Document excerpt:
########################################

Donald Trump’s beleaguered campaign team woke up to another setback on Sunday as the president began his second full day in hospital: a new national poll showing their candidate 14 points behind his challenger Joe Biden with less than a month until the election day.
The NBC/Wall Street Journal survey indicating a 53-39% advantage for the Democratic party’s nominee injected urgency for Trump’s advisers already scrambling to find a strategy for the final weeks of the campaign until 3 November.
It was becoming clear that Vice-President Mike Pence, who has tested negative for coronavirus, and members of Trump’s family, once they emerge from quarantine, will assume leading roles at virtual, then in-person rallies until or unless Trump himself recovers in time to resume campaigning.
“It’s important that our campaign vigorously proceeds,” Trump campaign senior adviser Steve Cortes said on Fox News Sunday.
“The Maga [Make America Great Again) movement is bigger than just President Trump. He’s instrumental of course but he is not the only key element. The other people, including of course the vice-president, campaign people, millions of regular Americans need to step up and to some degree fill the void that is left because our champion, our main instrument, is not able at this moment to vigorously campaign.”
Pence has public campaign events planned in Arizona, Nevada and Washington DC, and will travel to Salt Lake City for Wednesday’s vice-presidential debate with Kamala Harris, Biden’s running mate, at which the Trump team is looking for a strong performance.
The NBC poll showing Biden widening his lead over Trump was taken immediately after last Tuesday’s tumultuous first presidential debate in Cleveland, at which an argumentative president constantly interrupted both his rival and the moderator Chris Wallace.
Jason Miller, another senior adviser to the Trump campaign, said he had “no concerns” about Pence travelling and campaigning.

########################################

Work request A:
Answer these questions from the article on the Trump campaign:
(i) What result did the NBC/Wall Street Journal survey give for the Democratic nominee against Trump?
(ii) Where does Pence have public campaign events planned?
(iii) Who moderated the first presidential debate in Cleveland?
Work request B: Pick up the article on the Trump campaign after its last sentence and continue it.
The listing is separate material, unrelated to the article above.

########################################

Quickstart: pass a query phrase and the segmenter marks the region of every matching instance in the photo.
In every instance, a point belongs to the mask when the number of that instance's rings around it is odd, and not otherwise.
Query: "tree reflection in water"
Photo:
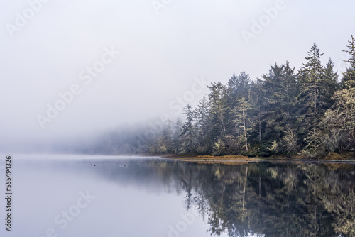
[[[355,236],[353,165],[167,162],[212,236]]]

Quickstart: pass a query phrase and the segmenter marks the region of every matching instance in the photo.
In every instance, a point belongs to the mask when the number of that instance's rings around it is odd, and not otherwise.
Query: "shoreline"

########################################

Answer space A:
(i) 53% to 39%, a 14-point lead for Joe Biden.
(ii) Arizona, Nevada and Washington DC.
(iii) Chris Wallace.

Answer space B:
“We’re in a campaign, we have a month to go, we see Joe Biden and Kamala Harris out there campaigning,” he said on NBC’s Meet the Press.
“He’s going to have a full aggressive schedule, as will the first family, Don, Eric, Ivanka. We have a number of our supporters, our coalition, Black Voices for Trump, Latinos for Trump, the whole operation Maga will be deploying everywhere.
“We can’t hide from this virus forever, we have to take it head on [and] as soon as we’re able to get back out there in person we’ll do so,” he added.
Meanwhile, Biden’s campaigning since Trump’s hospitalisation on Friday night has been low key. On Sunday, pool reporters covering the former vice-president at his home in Wilmington, Delaware, were informed of a “lid” – the formal announcement of the end of any public appearances or statements for the day – at 9.16am.
The Biden campaign announced on Friday that it was suspending negative messages attacking the president while he was in hospital, although Amy Klobuchar, Democratic senator for Minnesota, said on Sunday that did not mean Trump’s handling of the pandemic, or his economic record, were off limits.
“Not discussions about Covid, when you have 7 million people who have had this virus,” Klobuchar said on Fox News Sunday when Wallace asked her what subjects Biden would not discuss.
“[Biden] has said, ‘Look, I want the president to be back,’ he wants to debate him more, he wants him to have a speedy recovery. It isn’t about politics or partisanship, but certainly the pandemic, the effect it has had on people’s lives, how they have miscalculated in this administration, of course that’s on the table.”
Despite Sunday’s early cessation of campaign activity, Biden’s team has said it has no plans to scale back events as long as the candidate and those around him continue to test negative for Covid-19.
“Joe Biden will be at that debate,” senior campaign adviser Symone Sanders said of the second presidential debate scheduled for 15 October in Miami. “We are hoping that President Trump can participate.”
Some political analysts believe Trump’s hospital stay will be further damaging on his campaign following the damage wrought by a poor debate performance.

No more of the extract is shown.